- EXERCISE INPUT:
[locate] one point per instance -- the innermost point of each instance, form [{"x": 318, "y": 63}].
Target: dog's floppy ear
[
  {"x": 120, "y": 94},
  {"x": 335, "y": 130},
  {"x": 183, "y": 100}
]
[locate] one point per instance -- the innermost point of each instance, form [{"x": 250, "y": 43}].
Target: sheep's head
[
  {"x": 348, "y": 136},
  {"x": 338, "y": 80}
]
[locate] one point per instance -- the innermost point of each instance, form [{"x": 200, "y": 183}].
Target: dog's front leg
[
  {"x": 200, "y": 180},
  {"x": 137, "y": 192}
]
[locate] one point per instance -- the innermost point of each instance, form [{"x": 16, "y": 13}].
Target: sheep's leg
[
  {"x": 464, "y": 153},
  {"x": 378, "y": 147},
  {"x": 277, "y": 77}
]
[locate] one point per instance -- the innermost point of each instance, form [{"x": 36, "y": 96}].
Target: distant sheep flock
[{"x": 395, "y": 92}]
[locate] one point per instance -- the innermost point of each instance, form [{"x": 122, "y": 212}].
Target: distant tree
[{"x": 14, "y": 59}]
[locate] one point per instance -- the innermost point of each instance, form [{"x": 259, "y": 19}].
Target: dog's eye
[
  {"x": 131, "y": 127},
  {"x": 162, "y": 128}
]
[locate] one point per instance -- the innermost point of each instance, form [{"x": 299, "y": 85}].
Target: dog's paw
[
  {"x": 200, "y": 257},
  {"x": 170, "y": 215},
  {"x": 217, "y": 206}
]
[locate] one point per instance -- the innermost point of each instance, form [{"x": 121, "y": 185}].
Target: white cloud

- REQUIREMENT:
Turn every line of the material above into a numbered list, leaving out any blank lines.

- COMPLETE RESPONSE:
1. [locate] one point per instance -- the innermost point of each instance, form [{"x": 318, "y": 63}].
2. Target: dog's floppy ear
3. [
4.   {"x": 120, "y": 94},
5.   {"x": 335, "y": 130},
6.   {"x": 183, "y": 100}
7. ]
8. [locate] one point per instance -- the innermost point of each instance, form [{"x": 250, "y": 43}].
9. Target: sheep's head
10. [
11.   {"x": 348, "y": 136},
12.   {"x": 338, "y": 80}
13. ]
14. [locate] one point per instance -- the innermost point of each instance, form [{"x": 200, "y": 183}].
15. Target: dog's front leg
16. [
17.   {"x": 200, "y": 180},
18.   {"x": 137, "y": 192}
19. ]
20. [locate] one point per instance -- the innermost point of each instance, form [{"x": 16, "y": 13}].
21. Target: sheep's leg
22. [
23.   {"x": 464, "y": 153},
24.   {"x": 378, "y": 147},
25.   {"x": 277, "y": 77}
26. ]
27. [locate] one point per instance -- the innermost point of each instance, form [{"x": 36, "y": 96}].
28. Target: distant sheep flock
29. [{"x": 395, "y": 92}]
30. [locate] one point per instance -- the innermost point of each instance, form [{"x": 122, "y": 212}].
31. Target: distant tree
32. [{"x": 14, "y": 59}]
33. [locate] one point per instance -- the innermost point of each instance, form [{"x": 259, "y": 19}].
34. Target: dog's eye
35. [
36.   {"x": 131, "y": 127},
37.   {"x": 162, "y": 128}
38. ]
39. [locate] one point per instance -- the innermost point of each instance, form [{"x": 299, "y": 85}].
40. Target: dog's paw
41. [
42.   {"x": 200, "y": 257},
43.   {"x": 170, "y": 215},
44.   {"x": 217, "y": 206}
45. ]
46. [locate] one point per instance -- the innermost point of each instance, form [{"x": 121, "y": 185}].
47. Target: white cloud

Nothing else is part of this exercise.